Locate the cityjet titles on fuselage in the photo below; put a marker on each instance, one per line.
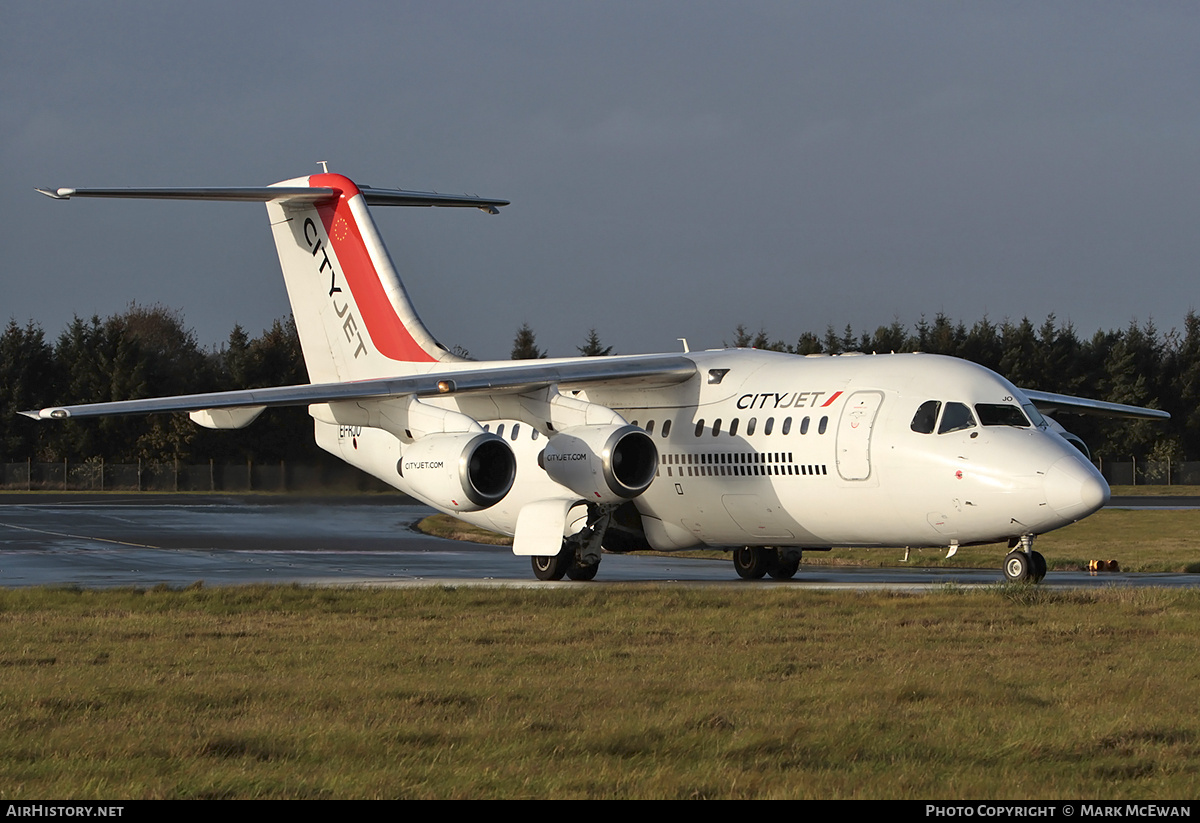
(319, 247)
(787, 400)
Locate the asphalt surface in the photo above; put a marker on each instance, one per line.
(143, 540)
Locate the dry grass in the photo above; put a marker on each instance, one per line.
(1146, 541)
(599, 691)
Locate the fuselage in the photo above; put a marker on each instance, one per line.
(768, 449)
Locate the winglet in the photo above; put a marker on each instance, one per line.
(55, 413)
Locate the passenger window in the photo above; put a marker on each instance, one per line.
(955, 418)
(927, 416)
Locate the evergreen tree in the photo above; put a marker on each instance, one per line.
(593, 347)
(29, 379)
(525, 344)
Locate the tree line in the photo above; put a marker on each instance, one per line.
(148, 352)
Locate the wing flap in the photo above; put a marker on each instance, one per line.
(495, 379)
(1049, 403)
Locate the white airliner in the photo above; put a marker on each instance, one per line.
(757, 452)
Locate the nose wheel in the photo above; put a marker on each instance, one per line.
(1024, 565)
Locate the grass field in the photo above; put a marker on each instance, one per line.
(599, 692)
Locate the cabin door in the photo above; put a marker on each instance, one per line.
(855, 434)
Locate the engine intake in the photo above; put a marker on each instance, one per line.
(603, 463)
(467, 472)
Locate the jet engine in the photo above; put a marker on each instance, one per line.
(467, 470)
(601, 463)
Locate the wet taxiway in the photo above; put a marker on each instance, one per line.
(145, 540)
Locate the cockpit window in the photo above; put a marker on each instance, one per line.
(1001, 414)
(927, 416)
(955, 418)
(1035, 415)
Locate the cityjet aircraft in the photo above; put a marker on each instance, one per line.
(762, 454)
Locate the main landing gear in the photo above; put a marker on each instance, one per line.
(1023, 564)
(580, 557)
(756, 562)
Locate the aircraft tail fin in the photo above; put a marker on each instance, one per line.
(353, 314)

● ● ● ●

Problem statement: Rewrite the rows starting at the line that contains "Locate the asphalt" and ending at the line that contains "(1049, 403)", changing "marker" to "dot" and keeping everything else the same. Give only those lines.

Response to this task:
Locate the asphalt surface in the photo above; put a dot on each instance, one per line.
(143, 540)
Locate the dry grass in the photo above; put a dot on each instance, one per line.
(1146, 541)
(599, 691)
Locate the fuselage in the photo above; put a dot on each instance, one per line.
(768, 449)
Locate the winglet in the photo above; put a dot on each instance, one per line.
(55, 413)
Locate the passenger window in the photo above; put a dot on each instance, one per line.
(955, 418)
(927, 416)
Locate the evergreen tree in the photo above; put a dot on each instance, one per line.
(593, 347)
(29, 379)
(525, 344)
Locate the tree line in the photo above; put a dot on each instance, one per line.
(148, 352)
Locate the wing flap in the photo above; put a dot on each instance, one per line.
(495, 379)
(1049, 403)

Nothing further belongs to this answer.